** Given passage **
Reinforcement Learning with Code

This note records how the author begin to learn RL. Both theoretical understanding and code practice are presented. Many material are referenced such as ZhaoShiyu’s Mathematical Foundation of Reinforcement Learning, .

文章目录

Reinforcement Learning with Code
- Chapter 9. Policy Gradient Methods
- - 9.1 Basic idea of policy gradient
  - 9.2 Metrics to define optimal policies
  - 9.3 Gradients of the metrics
  - 9.4 Policy gradient by Monte Carlo estimation: REINFORCE
- Reference

Chapter 9. Policy Gradient Methods

The idea of function approximation can be applied to represent not only state/action values but also policies. Up to now in this book, policies have been represented by tables: the action probabilities of all states are stored in a table $\pi(a|s)$ , each entry of which is indexed by a state and an action. In this chapter, we show that polices can be represented by parameterized functions denoted as $\pi(a|s,\theta)$ , where $\theta\in\mathbb{R}^m$ is a parameter vector. The function representation is also sometimes written as $\textcolor{blue}{\pi(a,s,\theta)},\textcolor{blue}{\pi_\theta(a|s)},$ or $\textcolor{blue}{\pi_\theta(a,s)}$ .

When policies are represented as a function, optimal policies can be found by optimizing certain scalar metrics. Such kind of method is called policy gradient.

9.1 Basic idea of policy gradient

How to define optimal policies? When represented as a table, a policy $\pi$ is defined as optimal if it can maximize every state value. When represented by a function, a policy $\pi$ is fully determined by $\theta$ together with the function strcuture. The policy is defined as optimal if it can maximize certain scalar metrics, which we will introduce later.

How to update policies? When represented as a table, a plicy $\pi$ can be updated by directly changing the entries in the table. However, when represented by a parameterized function, a policy $\pi$ cannot be updated in this way anymore. Instead, it can only be improved by updating the parameter $\theta$ . We can use gradient-based method to optimize some metrics to update the parameter $\theta$ .

** Directives **
**A)** Please copy the records word for word, everything from their first line down to the line containing "[177,160,307,270]".
**B)** Continue the policy gradient passage, starting after its last sentence.

** Exercise materials **
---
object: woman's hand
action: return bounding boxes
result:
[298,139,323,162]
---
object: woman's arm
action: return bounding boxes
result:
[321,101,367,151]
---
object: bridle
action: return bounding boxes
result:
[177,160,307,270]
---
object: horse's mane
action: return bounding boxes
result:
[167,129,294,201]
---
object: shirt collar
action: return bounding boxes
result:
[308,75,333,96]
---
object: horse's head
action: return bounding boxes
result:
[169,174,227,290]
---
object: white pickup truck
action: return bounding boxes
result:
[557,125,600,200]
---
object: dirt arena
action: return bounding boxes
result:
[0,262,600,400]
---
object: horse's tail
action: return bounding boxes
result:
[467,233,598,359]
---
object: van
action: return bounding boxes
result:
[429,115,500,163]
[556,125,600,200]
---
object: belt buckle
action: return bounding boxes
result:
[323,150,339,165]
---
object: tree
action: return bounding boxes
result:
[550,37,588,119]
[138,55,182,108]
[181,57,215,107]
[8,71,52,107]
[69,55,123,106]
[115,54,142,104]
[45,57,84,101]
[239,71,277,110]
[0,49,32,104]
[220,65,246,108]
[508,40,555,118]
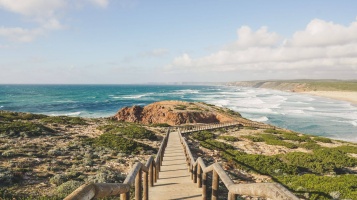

** Answers for this exercise **
**A)**
---
object: woman's hand
action: return bounding boxes
result:
[298,139,323,162]
---
object: woman's arm
action: return bounding boxes
result:
[321,101,367,151]
---
object: bridle
action: return bounding boxes
result:
[177,160,307,270]

**B)**
9.2 Metrics to define optimal policies

The first metric is the average state value or simply called average value. Let

$v_\pi = [\cdots, v_\pi(s), \cdots]^T \in \mathbb{R}^{|\mathcal{S}|} \\ d_\pi = [\cdots, d_\pi(s), \cdots]^T \in \mathbb{R}^{|\mathcal{S}|}$

be the vector of state values and a vector of distribution of state value, respectively. Here, $d_\pi(s)\ge 0$ is the weight for state $s$ and satisfies $\sum_s d_\pi(s)=1$ . The metric of average value is defined as

$\begin{aligned} \textcolor{red}{\bar{v}_\pi} & \textcolor{red}{\triangleq d_\pi^T v_\pi} \\ & \textcolor{red}{= \sum_s d_\pi(s)v_\pi(s)} \\ & \textcolor{red}{= \mathbb{E}[v_\pi(S)]} \end{aligned}$

where $\sim d_\pi$ . As its name suggests, $\bar{v}_\pi$ is simply a weighted average of the state values. The distribution $d_\pi(s)$ statisfies stationary distribution by sovling the equation

$d^T_\pi P_\pi = d^T_\pi$

where $P_\pi$ is the state transition probability matrix.

The second metrics is the average one-step rewrad or simply called average reward. Let

$r_\pi = [\cdots, r_\pi(s),\cdots]^T \in \mathbb{R}^{|\mathcal{S}|}$

be the vector of one-step immediate rewards. Here

$r_\pi(s) = \sum_a \pi(a|s)r(s,a)$

is the average of the one-step immediate reward that can be obtained starting from state $s$ , and $r(s,a)=\mathbb{E}[R|s,a]=\sum_r r p(r|s,a)$ is the average of the one-step immediate reward that can be obtained after taking action $a$ at state $s$ . Then the metric is defined as

$\begin{aligned} \textcolor{red}{\bar{r}_\pi} & \textcolor{red}{\triangleq d_\pi^T r_\pi} \\ & \textcolor{red}{= \sum_s d_\pi(s)\sum_a \pi(a|s) \sum_r r p(r|s,a) } \\ & \textcolor{red}{= \sum_s d_\pi(s)\sum_a \pi(a|s)r(s,a) } \\ & \textcolor{red}{= \sum_s d_\pi(s)r_\pi(s)} \\ & \textcolor{red}{= \mathbb{E}[r_\pi(S)]} \end{aligned}$

where $S\sim d_\pi$ . As its name suggests, $\bar{r}_\pi$ is simply a weighted average of the one-step immediate rewards.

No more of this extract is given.